- What to do: Edit the material below by replacing "giving the position of each instance as a point" with "marking each instance with a single point" throughout, keeping everything else unchanged. Leave the picture out of your answer.

________________________

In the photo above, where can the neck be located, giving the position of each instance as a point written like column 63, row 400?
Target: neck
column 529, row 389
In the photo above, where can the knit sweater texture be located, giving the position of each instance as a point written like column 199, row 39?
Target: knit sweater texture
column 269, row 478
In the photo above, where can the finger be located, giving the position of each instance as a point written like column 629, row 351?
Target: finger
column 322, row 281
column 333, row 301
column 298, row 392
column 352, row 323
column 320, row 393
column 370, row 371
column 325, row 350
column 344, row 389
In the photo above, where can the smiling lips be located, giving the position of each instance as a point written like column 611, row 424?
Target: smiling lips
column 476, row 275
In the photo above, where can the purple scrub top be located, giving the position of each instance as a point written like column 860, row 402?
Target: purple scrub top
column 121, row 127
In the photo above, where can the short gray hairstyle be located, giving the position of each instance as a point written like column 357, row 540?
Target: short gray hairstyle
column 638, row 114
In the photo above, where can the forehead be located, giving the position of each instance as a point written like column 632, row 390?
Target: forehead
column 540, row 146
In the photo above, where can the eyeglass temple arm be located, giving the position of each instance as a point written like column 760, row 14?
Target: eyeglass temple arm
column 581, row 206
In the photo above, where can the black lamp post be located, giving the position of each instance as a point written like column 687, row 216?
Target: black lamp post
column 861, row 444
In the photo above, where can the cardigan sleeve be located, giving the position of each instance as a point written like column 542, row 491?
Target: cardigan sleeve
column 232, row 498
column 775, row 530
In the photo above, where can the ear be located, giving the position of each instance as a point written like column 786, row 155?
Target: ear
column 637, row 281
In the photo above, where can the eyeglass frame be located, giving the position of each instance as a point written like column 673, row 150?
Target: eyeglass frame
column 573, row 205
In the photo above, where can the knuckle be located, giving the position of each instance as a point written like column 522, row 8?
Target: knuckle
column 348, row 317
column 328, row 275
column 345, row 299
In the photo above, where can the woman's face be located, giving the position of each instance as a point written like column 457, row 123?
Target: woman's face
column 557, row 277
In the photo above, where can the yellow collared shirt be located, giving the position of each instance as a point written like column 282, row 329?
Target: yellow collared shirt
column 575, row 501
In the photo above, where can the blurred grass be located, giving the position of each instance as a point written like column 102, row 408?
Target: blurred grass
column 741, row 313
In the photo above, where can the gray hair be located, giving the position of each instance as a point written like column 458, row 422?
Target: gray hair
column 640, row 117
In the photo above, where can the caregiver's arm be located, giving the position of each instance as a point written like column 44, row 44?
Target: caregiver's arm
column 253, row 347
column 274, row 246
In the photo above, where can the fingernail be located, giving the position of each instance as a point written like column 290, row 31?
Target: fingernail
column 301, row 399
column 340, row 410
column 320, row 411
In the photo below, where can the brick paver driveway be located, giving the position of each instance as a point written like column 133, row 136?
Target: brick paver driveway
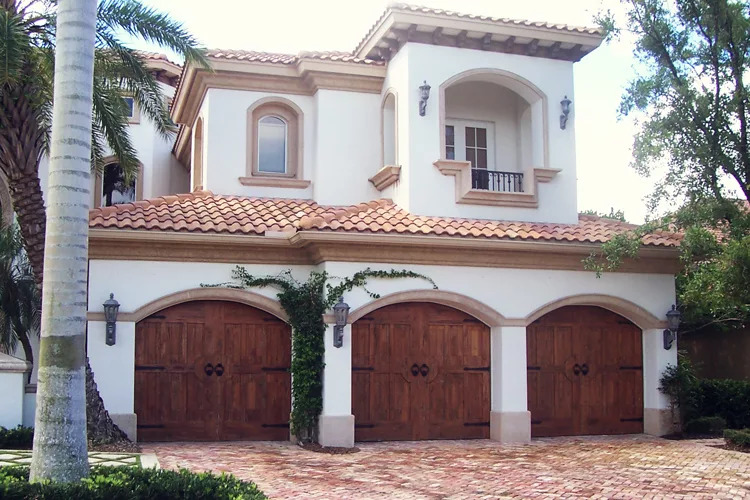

________________________

- Expected answer:
In the photo above, where can the neck be located, marking each instance with a single point written like column 63, row 400?
Target: neck
column 529, row 389
In the photo above, where can the knit sweater texture be located, marking each instance with a single point written like column 199, row 39?
Target: knit sweater texture
column 269, row 478
In the photo above, where can the finger be located, marking each instance with a single point written like column 629, row 351?
Target: finger
column 322, row 281
column 333, row 301
column 298, row 392
column 352, row 323
column 320, row 393
column 370, row 371
column 325, row 350
column 344, row 389
In the photo above, where can the smiling lips be located, marking each instance with a single point written like column 611, row 424?
Target: smiling lips
column 476, row 275
In the photo above, where can the purple scrub top be located, marking each instance with a single point written like column 860, row 402?
Target: purple scrub top
column 121, row 127
In the photo above, where can the short gray hairstyle be located, marking each instance with a single point written like column 357, row 540?
Target: short gray hairstyle
column 638, row 114
In the photo above, where can the forehead be located, marking each instance with a single point written like column 632, row 390?
Target: forehead
column 540, row 146
In the photo above, where can the eyeglass temple arm be located, marking each instance with a single point written like column 760, row 14?
Target: eyeglass temple arm
column 581, row 206
In the photo above, where can the black lamp post be located, marking each instance with a single point written like column 687, row 216?
Target: black lamp post
column 861, row 444
In the photo above, where can the cardigan sleeve be located, marking each instance with a single point written like column 542, row 491?
Target: cardigan sleeve
column 232, row 498
column 775, row 530
In the photo above, where can the ear be located, marking each instance with a single point written like column 786, row 155?
Target: ear
column 637, row 281
In the photo above, where can the eyeglass frame be located, marking each instance with a single point written like column 673, row 150?
Target: eyeglass frame
column 573, row 205
In the photo above, where can the knuckle be located, marking each instance with a single point written like column 522, row 8?
Target: knuckle
column 348, row 317
column 328, row 275
column 345, row 299
In the photo above, where can the woman's face be located, marking each instance with a single point written like column 457, row 123?
Target: woman's face
column 557, row 277
In the photo above, where can the yellow collared shirt be located, marking each instance with a single point written like column 282, row 329?
Target: yellow collared shirt
column 575, row 501
In the photo above, where can the blurred grass be located, marking each instance with a single point written like column 102, row 408?
Target: blurred grass
column 741, row 313
In the photo above, where can the gray hair be located, marking each instance with a single point written like column 458, row 422?
Target: gray hair
column 640, row 117
In the photo above, where can the caregiver's arm be located, marking each instance with a single point written like column 44, row 44?
Target: caregiver's arm
column 253, row 347
column 274, row 246
In the photo above, where can the fingernail be located, marking each instance with a single point written like column 290, row 31?
Target: fingernail
column 301, row 399
column 340, row 410
column 320, row 411
In the photo below, where can the brick paver driveway be located, marking each instance with a single point written like column 133, row 136?
Target: brick paver driveway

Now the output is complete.